── RECORDS SUPPLIED ──

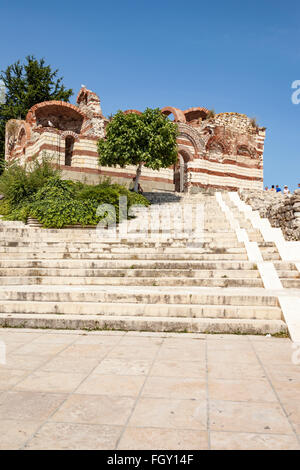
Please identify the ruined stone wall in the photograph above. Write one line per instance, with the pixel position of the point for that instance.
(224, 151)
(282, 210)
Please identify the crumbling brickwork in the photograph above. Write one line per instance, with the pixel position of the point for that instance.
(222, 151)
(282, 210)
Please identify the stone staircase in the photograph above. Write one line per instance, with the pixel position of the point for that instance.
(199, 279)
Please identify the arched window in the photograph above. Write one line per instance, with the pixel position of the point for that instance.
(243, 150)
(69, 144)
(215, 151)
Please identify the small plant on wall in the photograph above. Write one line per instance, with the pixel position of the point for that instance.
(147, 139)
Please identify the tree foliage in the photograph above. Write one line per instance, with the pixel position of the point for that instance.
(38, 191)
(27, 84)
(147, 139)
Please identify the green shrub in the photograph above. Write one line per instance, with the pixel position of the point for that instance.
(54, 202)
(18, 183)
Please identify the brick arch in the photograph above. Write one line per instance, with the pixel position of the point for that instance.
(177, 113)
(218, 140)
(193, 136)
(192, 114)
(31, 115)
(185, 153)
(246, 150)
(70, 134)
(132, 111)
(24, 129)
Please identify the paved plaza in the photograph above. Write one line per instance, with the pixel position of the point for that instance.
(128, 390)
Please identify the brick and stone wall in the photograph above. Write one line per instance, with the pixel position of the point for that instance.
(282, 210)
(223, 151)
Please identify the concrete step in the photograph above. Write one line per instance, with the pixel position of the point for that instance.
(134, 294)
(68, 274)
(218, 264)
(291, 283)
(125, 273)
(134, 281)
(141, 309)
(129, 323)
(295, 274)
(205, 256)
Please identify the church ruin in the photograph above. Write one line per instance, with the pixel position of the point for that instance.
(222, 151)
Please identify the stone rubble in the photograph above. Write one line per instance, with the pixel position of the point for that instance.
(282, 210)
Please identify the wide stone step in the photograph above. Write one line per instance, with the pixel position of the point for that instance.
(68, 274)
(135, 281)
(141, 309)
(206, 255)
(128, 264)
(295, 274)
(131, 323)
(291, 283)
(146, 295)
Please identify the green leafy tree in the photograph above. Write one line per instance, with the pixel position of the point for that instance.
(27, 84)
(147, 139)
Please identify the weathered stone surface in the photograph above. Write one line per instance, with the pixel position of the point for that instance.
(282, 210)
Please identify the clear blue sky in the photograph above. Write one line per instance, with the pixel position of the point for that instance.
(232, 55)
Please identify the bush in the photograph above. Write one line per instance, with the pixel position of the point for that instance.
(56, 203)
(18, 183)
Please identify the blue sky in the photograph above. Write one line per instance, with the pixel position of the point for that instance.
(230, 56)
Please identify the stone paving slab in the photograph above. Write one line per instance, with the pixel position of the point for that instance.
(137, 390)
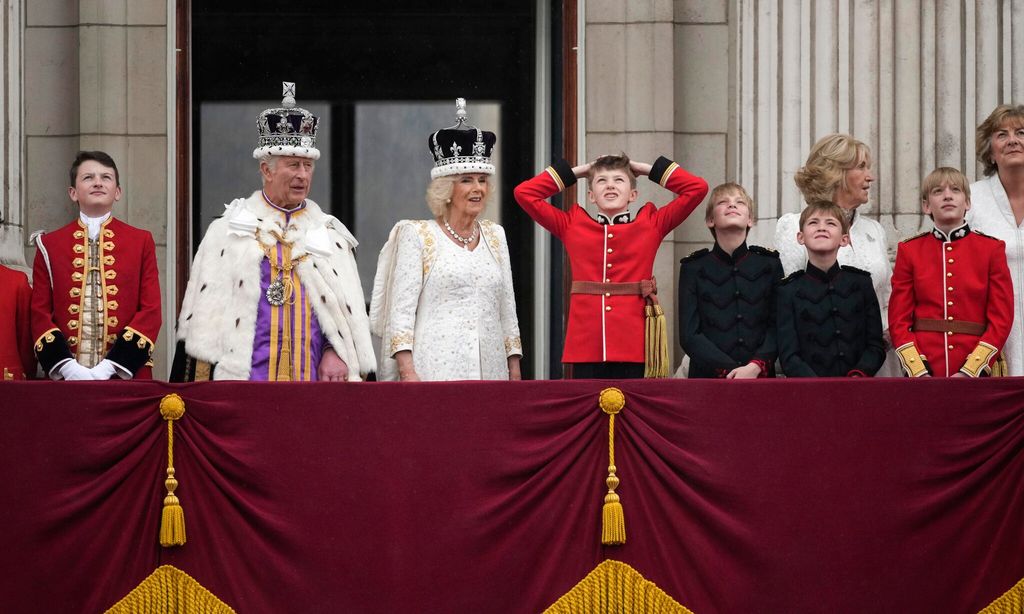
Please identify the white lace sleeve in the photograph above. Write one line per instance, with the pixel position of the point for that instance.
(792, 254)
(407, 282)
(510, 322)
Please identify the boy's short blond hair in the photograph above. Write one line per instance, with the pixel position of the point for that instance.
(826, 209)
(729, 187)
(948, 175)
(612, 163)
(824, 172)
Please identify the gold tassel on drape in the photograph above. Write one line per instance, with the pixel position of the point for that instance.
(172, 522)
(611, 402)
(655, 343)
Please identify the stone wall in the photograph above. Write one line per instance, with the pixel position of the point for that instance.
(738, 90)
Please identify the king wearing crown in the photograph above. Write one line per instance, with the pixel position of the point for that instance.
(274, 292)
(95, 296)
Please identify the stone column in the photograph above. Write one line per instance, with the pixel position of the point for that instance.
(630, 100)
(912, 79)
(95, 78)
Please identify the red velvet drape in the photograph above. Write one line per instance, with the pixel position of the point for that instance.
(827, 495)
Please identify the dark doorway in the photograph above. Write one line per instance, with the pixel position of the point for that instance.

───

WHAT TO DO. The records are to be duplicated in full and exactly, with images left out.

ANSWER.
Please identify the ruined stone wall in the photograph above. Write one line per instance, with the pixel position of the point for that instance.
(224, 151)
(282, 210)
Please identify the crumbling brickwork in the photograph above. Write one line per instance, with the pixel position of the point for that instance.
(222, 151)
(282, 210)
Please identify the stone staircase in the photograph above. Write one line per instance, with the pixel position of the point for that instance.
(199, 279)
Please identify the arched window in the photograph above. Write one line per instance, with the pixel position of the point for that instance.
(243, 150)
(69, 144)
(215, 151)
Please identify the small plant on wall in the photograph above. Write one line per instance, with the pixel position of the point for that instance.
(147, 139)
Please identify the tree foliage in the photograph above. Write one line per instance, with the pixel position of the point for that instance.
(38, 191)
(27, 84)
(147, 139)
Please identify the green shrub in the photograph above. Write one line per instance, with the pixel position of the point for that instance.
(54, 202)
(18, 183)
Please identify the brick arch in the photograph above. Write one line per instance, with the pixel position of the point for that instance.
(177, 113)
(218, 140)
(193, 136)
(192, 114)
(31, 115)
(185, 153)
(246, 150)
(70, 134)
(132, 111)
(24, 129)
Please identify the paved plaza in the photograph above. Write one line per instance, with the pixel position of the point for that instance.
(128, 390)
Please identify the brick and stone wall in the photograph above. Write one line per instance, with the pixel position of the point for that instance.
(282, 210)
(223, 151)
Please identify the concrete step in the photograph above. Write one line per instance, with the pixel position of the point for that instance.
(134, 294)
(68, 274)
(218, 264)
(291, 283)
(125, 273)
(134, 281)
(141, 309)
(129, 323)
(295, 274)
(205, 256)
Please identify the church ruin in the photograph above. Write one line per instance, with the pixel position of the point for that instance.
(222, 151)
Please identify the stone rubble in the photograph above. Write one line per instance, with the pixel position of the point for that instance.
(282, 210)
Please identify the wide stone step in the photograph above. Write one line per instance, with the pixel position of the point for that instance.
(68, 274)
(135, 281)
(141, 309)
(206, 255)
(128, 264)
(295, 274)
(131, 323)
(291, 283)
(146, 295)
Please identify the green leafy tree in the photograph above. Write one line per instance, with the pixel position of the point for that instance.
(27, 84)
(147, 139)
Please identify the weathered stone surface in the photograph above. Write one line per instance, with the pixel position of the point for that instance.
(282, 210)
Please identify the clear blue sky in the photograph above. Write one line per instance, with the pixel position of the point for that instance.
(232, 55)
Please identify the bush in the photograph above. Write one line per instance, with the pixel position of the point for that instance.
(56, 203)
(18, 183)
Please identify the blue sky in the photograph above. Write one line per instance, with the pixel position of the point for that instance.
(230, 56)
Please identify the stone paving slab in the photograph above. Write one line per instance, with the pixel position of the point for that instance.
(137, 390)
Please identify the white lace sleeve in the photograph above. Write one line per instance, with the pixel position of the point for that instance.
(792, 254)
(407, 282)
(510, 322)
Please identify the boy's short blond hair in the photograph above. Write one line per instance, with the pixel position of the point for that instance.
(826, 209)
(729, 187)
(948, 175)
(612, 163)
(824, 172)
Please identify the gold tassel on drape in the photograph above. Write one line per instance, with the pixel position of the point for that instance.
(172, 522)
(611, 402)
(655, 343)
Please identify the stone wall in the photograph above. Write one line per instance, with the pixel position of the point for that instance.
(738, 90)
Please identify the king wearing crown in the photograph above. Write one line per instance, with the pixel position of the point for that instance.
(274, 292)
(95, 296)
Please identify the stone column in the photograph above. Write one line per instance, with the pixel position of the point for that instance.
(630, 100)
(912, 79)
(95, 78)
Please identify the red velvet drape in the photograph above. Write one line per instance, with the pixel position of the point for that instance.
(827, 495)
Please identify the dark doorway in the photograph above. Write one line per instance, with the pixel position of the point for that instance.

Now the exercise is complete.